Collected data:
______

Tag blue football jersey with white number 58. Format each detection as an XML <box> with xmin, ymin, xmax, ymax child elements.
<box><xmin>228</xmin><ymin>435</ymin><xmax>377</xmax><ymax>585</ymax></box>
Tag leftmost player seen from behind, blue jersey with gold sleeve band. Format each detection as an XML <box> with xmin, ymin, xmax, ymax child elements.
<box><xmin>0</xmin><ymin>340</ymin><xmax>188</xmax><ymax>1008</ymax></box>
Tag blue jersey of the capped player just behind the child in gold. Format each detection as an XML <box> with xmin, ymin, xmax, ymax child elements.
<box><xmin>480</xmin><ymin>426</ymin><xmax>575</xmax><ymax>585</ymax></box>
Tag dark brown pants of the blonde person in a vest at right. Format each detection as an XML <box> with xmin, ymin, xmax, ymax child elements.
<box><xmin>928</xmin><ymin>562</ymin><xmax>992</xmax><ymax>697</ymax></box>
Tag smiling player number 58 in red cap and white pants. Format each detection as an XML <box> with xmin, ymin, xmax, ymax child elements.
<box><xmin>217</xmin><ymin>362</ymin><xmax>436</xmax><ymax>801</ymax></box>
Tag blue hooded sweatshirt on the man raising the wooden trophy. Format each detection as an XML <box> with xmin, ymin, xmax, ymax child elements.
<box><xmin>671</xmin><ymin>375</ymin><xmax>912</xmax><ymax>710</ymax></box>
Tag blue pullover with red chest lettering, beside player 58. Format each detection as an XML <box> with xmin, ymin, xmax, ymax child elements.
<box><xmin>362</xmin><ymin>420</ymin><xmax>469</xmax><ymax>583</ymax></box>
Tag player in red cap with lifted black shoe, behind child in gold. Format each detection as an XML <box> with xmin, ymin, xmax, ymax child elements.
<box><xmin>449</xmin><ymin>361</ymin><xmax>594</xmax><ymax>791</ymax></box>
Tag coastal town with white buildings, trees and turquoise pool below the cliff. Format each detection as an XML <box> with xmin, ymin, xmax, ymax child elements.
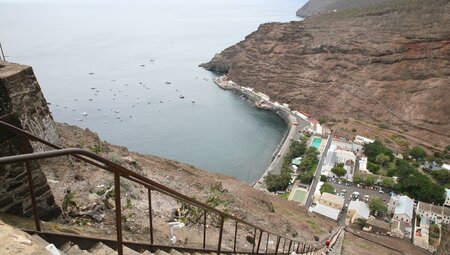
<box><xmin>214</xmin><ymin>75</ymin><xmax>450</xmax><ymax>253</ymax></box>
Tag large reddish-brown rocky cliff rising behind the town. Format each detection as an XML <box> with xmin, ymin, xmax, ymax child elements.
<box><xmin>202</xmin><ymin>0</ymin><xmax>450</xmax><ymax>148</ymax></box>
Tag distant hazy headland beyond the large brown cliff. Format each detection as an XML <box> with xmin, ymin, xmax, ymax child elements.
<box><xmin>296</xmin><ymin>0</ymin><xmax>391</xmax><ymax>18</ymax></box>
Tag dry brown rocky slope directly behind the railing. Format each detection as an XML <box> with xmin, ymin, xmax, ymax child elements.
<box><xmin>33</xmin><ymin>124</ymin><xmax>336</xmax><ymax>250</ymax></box>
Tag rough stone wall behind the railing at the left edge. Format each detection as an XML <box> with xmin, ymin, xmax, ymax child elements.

______

** What is needed **
The data must be reproduced exactly, and no picture may appear in the copy.

** Response to this exercise **
Tag blue football jersey with white number 58. Format each detection as an XML <box> with xmin, ymin, xmax, ymax child elements.
<box><xmin>228</xmin><ymin>435</ymin><xmax>377</xmax><ymax>585</ymax></box>
Tag leftmost player seen from behind, blue jersey with gold sleeve band. Format each detection as an XML <box> with xmin, ymin, xmax, ymax child elements.
<box><xmin>0</xmin><ymin>340</ymin><xmax>188</xmax><ymax>1008</ymax></box>
Tag blue jersey of the capped player just behind the child in gold. Format each detection as an XML <box> with xmin, ymin, xmax, ymax child elements.
<box><xmin>480</xmin><ymin>426</ymin><xmax>575</xmax><ymax>585</ymax></box>
Tag dark brown pants of the blonde person in a vest at right. Format each detection as an XML <box> with xmin, ymin, xmax, ymax child elements.
<box><xmin>928</xmin><ymin>562</ymin><xmax>992</xmax><ymax>697</ymax></box>
Tag smiling player number 58 in red cap and white pants. Format each detection as an XML <box> with xmin, ymin, xmax, ymax child elements.
<box><xmin>217</xmin><ymin>362</ymin><xmax>436</xmax><ymax>801</ymax></box>
Tag blue hooded sweatshirt on the man raising the wooden trophy. Format each detection as an XML <box> with xmin, ymin, xmax, ymax child elements.
<box><xmin>671</xmin><ymin>375</ymin><xmax>912</xmax><ymax>710</ymax></box>
Tag blue pullover with red chest lettering, beside player 58. Format each detection as an XML <box> with xmin, ymin, xmax, ymax child elements.
<box><xmin>362</xmin><ymin>420</ymin><xmax>469</xmax><ymax>583</ymax></box>
Tag player in red cap with lifted black shoe, behind child in gold. Format each detection as an XML <box> with xmin, ymin, xmax, ymax child elements.
<box><xmin>449</xmin><ymin>361</ymin><xmax>594</xmax><ymax>791</ymax></box>
Tag coastal town with white buildings, trees and turquoise pool below the cliff. Format each detection as an XML <box> with xmin, ymin, xmax, ymax child elements.
<box><xmin>214</xmin><ymin>75</ymin><xmax>450</xmax><ymax>253</ymax></box>
Tag large reddish-brown rocky cliff rising behind the town. Format each detection as an XML <box> with xmin, ymin, xmax, ymax child elements.
<box><xmin>202</xmin><ymin>0</ymin><xmax>450</xmax><ymax>148</ymax></box>
Tag distant hazy headland beyond the large brown cliff. Format each detection as an XML <box> with xmin, ymin, xmax, ymax child elements.
<box><xmin>296</xmin><ymin>0</ymin><xmax>391</xmax><ymax>18</ymax></box>
Tag dry brown rocky slope directly behind the railing. Format each detection as an XML <box> with xmin, ymin, xmax, ymax child elements.
<box><xmin>33</xmin><ymin>124</ymin><xmax>336</xmax><ymax>250</ymax></box>
Tag rough stone wall behind the railing at the left edge. Format each detection as an XML <box> with xmin, ymin, xmax, ymax child elements.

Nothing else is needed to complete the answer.